**What is expected:**
List every line in the two blocks of rows below that contains the word “round”, and copy each such line unchanged.

** Start of Record list **

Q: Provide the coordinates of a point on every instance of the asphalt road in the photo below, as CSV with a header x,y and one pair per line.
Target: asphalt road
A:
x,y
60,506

** End of Record list **
** Start of Record list **

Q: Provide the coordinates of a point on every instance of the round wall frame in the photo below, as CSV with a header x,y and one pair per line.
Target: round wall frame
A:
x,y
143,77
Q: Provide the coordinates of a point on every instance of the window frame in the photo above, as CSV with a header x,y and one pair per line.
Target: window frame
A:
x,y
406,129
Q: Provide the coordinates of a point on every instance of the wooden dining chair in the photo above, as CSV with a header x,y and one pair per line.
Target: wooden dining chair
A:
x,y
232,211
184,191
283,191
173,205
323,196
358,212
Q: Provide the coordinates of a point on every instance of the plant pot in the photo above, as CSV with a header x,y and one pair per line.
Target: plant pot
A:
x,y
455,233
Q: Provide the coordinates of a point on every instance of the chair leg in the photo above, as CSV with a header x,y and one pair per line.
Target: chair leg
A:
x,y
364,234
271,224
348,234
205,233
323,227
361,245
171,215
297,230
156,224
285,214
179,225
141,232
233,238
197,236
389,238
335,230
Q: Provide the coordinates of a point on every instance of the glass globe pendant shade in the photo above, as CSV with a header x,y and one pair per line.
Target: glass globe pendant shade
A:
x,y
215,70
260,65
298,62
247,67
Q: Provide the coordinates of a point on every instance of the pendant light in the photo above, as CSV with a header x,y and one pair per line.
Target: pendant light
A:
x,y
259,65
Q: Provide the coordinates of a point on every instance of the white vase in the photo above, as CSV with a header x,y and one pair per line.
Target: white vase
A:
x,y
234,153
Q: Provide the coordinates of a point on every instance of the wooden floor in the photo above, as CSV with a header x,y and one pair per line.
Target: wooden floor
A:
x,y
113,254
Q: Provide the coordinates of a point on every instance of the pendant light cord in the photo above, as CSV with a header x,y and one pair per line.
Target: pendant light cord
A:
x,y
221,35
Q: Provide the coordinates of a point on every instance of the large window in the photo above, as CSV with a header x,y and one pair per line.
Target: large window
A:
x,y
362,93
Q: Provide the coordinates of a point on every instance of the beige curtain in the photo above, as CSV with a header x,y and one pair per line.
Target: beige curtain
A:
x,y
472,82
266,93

** End of Record list **

**Output:**
Q: Provide the coordinates of a point on every instance of the round wall frame in the photo below, as CSV with a header x,y and one pair per line.
Target: round wall frame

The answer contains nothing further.